▶ [EXTRAIT DE PAGE]
---*---

Passée maîtresse dans l’art de la diversion – nommer des ministres responsables du retour respectif des Nordiques et des Expos s’avérant ici un record aux Jeux internationaux du Cynisme – ladite bande s’aventure dorénavant à même une nouvelle discipline: la chasse aux non-vacciné.es.

Non pas que ceux-ci, il va de soi, ne méritent pas pareille opération. D’aucuns diront même que la patience première ministrable à leur égard fut digne d’un épisode de Passe-Partout, ton et vocabulaire inclus. Reste qu’il est loisible de se poser la question, légitime, suivante: pourquoi pas avant? Réponse: pour canaliser la haine populaire, manifeste dans les sondages tant prisés par la CAQ, et diriger la meute d’insatisfaits courir après l’os balancé.

Quid, cela dit, de la constitutionnalité de la taxe aux têtes dures, actuellement cogitée, ou de toutes autres mesures à la sauce vaccination obligatoire?

Plusieurs se sont interrogés, Trudeau en tête, si une taxe semblable en viendrait à violer les dispositions de la Loi canadienne sur la santé, laquelle encadre les transferts fédéraux vers les provinces à cet égard. En cas de contravention aux principes applicables, les sommes versées souffriront, en guise de pénalité, de ponctions considérables.

Parmi ces principes inviolables, l’intégralité et l’universalité. Comme il est entendu que nos non-vacciné.es pourront continuer d’envahir nos hôpitaux et siphonner les ressources disponibles sans charges financières particulières, il est possible, sinon probable, que les deux principes discutés soient sains et saufs.

---*---

▶ [DONNÉES FOURNIES]
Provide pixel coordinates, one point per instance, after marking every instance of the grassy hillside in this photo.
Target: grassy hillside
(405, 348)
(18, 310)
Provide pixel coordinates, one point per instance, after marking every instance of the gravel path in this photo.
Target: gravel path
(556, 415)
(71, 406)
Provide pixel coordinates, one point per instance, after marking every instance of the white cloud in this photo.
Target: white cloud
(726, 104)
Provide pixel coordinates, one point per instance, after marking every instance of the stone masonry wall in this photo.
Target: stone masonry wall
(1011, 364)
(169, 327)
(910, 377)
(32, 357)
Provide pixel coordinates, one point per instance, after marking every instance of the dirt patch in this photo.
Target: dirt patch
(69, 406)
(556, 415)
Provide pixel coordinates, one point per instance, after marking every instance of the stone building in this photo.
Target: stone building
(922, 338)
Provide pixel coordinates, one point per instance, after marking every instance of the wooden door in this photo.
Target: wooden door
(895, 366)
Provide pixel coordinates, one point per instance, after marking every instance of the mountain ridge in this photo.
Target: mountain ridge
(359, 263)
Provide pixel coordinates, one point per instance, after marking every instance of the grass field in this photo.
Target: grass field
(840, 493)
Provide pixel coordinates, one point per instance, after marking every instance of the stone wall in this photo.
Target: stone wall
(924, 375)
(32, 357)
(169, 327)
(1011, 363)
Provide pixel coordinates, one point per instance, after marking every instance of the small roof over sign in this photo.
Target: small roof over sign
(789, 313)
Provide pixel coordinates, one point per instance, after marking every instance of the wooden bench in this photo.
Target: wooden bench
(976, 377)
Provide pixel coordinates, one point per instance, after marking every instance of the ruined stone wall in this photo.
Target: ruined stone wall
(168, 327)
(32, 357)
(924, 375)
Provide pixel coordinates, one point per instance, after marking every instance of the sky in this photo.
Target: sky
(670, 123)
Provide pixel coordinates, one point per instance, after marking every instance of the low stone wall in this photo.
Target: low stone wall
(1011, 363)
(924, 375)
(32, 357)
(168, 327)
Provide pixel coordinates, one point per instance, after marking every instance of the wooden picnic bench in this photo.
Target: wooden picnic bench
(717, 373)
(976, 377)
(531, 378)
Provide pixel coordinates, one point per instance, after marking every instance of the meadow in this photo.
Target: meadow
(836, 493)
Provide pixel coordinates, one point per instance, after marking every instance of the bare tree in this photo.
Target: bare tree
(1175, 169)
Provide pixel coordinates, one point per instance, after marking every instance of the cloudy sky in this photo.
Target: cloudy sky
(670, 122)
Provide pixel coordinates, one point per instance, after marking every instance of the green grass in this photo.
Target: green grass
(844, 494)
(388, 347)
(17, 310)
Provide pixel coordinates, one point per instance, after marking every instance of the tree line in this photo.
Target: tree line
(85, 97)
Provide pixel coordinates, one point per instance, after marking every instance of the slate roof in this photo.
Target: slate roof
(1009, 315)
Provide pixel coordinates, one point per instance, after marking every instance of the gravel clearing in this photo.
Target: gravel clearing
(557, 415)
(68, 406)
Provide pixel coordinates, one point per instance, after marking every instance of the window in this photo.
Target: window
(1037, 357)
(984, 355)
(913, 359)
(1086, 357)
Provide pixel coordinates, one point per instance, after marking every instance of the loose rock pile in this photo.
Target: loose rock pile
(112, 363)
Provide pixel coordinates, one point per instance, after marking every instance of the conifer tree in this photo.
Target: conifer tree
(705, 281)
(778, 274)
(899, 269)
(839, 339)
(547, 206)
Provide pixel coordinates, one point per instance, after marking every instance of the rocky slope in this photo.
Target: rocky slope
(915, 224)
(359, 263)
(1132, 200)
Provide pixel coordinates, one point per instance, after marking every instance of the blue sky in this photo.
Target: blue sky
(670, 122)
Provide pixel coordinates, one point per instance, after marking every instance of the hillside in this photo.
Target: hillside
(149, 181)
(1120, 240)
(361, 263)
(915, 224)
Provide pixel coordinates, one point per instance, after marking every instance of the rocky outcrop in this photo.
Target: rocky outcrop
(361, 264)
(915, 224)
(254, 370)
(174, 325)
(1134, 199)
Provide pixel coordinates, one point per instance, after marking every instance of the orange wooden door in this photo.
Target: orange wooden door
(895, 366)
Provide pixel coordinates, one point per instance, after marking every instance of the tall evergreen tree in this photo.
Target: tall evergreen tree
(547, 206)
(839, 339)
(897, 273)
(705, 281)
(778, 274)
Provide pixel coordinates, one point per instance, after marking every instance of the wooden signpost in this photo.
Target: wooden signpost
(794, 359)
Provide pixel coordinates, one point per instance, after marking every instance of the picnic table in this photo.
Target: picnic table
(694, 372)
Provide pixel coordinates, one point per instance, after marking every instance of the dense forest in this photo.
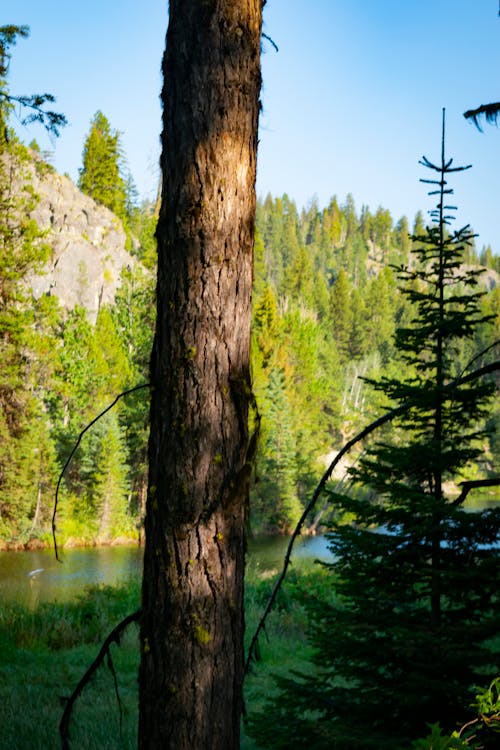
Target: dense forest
(326, 306)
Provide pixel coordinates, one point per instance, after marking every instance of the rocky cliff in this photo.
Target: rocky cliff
(87, 244)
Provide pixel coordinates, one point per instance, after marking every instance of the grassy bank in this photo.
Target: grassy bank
(44, 652)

---*---

▶ [EXERCICES À FAIRE]
A. Recopiez le passage du texte sur la taxe aux non-vaccinés qui s'ouvre sur les mots contenant « Plusieurs se sont » et se referme sur « sains et saufs. ».
B. Donnez le premier mot de chaque paragraphe du texte sur la taxe aux non-vaccinés.
C. Poursuivez le texte sur la taxe aux non-vaccinés à partir de sa dernière phrase.

▶ [RÉPONSES PAR NUMÉRO]
A.
Plusieurs se sont interrogés, Trudeau en tête, si une taxe semblable en viendrait à violer les dispositions de la Loi canadienne sur la santé, laquelle encadre les transferts fédéraux vers les provinces à cet égard. En cas de contravention aux principes applicables, les sommes versées souffriront, en guise de pénalité, de ponctions considérables.

Parmi ces principes inviolables, l’intégralité et l’universalité. Comme il est entendu que nos non-vacciné.es pourront continuer d’envahir nos hôpitaux et siphonner les ressources disponibles sans charges financières particulières, il est possible, sinon probable, que les deux principes discutés soient sains et saufs.

B. Passée, Non, Quid, Plusieurs, Parmi

C.
Reste toutefois la nuance, manifeste, suivante: à son article 3, la Loi affirme avoir «pour premier objectif de protéger, de favoriser et d’améliorer le bien-être physique et mental des habitants du Canada et de faciliter un accès satisfaisant aux services de santé, sans obstacle d’ordre financier ou autre».

Ainsi, s’il semble acquis qu’une taxe prochaine ne heurterait pas de plein fouet le mur des conditions fédérales, l’interrogation demeure quant à l’esprit de la Loi: une taxe ne constitue-t-elle pas, par définition, un obstacle financier afférent, dans le présent cas, à un statut médical jusqu’à présent sinon valide, au moins toléré? A fortiori si celle-ci, hypocrisie à part, vise précisément ceux-ci en raison du risque d’hospitalisation qu’ils représentent.

Ce qui précède, remarquons bien, tient davantage de la théorie que du réel. Sachant l’aversion profonde actuelle des autorités fédérales envers les non-vax, les probabilités que Québec fasse les frais de sa mesure sont, somme toute, pratiquement nulles.

Et sur le plan des chartes? Un brin plus complexe. Peut-on parler, en l’espèce, de discrimination au sens classique du terme? Si les dispositions pertinentes réfèrent expressément à des motifs classiques, notamment l’âge, le sexe, la religion ou la langue, rien n’empêche la Cour d’y ajouter ce qu’elle qualifie de «motifs analogues», élargissant ainsi le champ d’application de la discrimination prohibée. Les chances de succès d’y inclure le statut de non-vacciné? À charge de redite, ledit statut étant aujourd’hui permis, disons qu’elles existent.

Suffira, ensuite, à passer au dernier test applicable, celui où l’État aura à faire la preuve que sa violation se justifie dans le cadre d’une société libre et démocratique. À même cet exercice de pondération des droits et libertés individuels et des intérêts collectifs, il sera question de savoir si, globalement:

– Québec poursuit-il un objectif réel et urgent? Quiconque sait l’impact de la non-vaccination sur les ressources hospitalières et médicales répondra oui, sans trop forcer.

– Existe-t-il un lien rationnel entre la mesure et l’objectif? Attendons de voir les résultats de la menace sur la hausse des vaccinations.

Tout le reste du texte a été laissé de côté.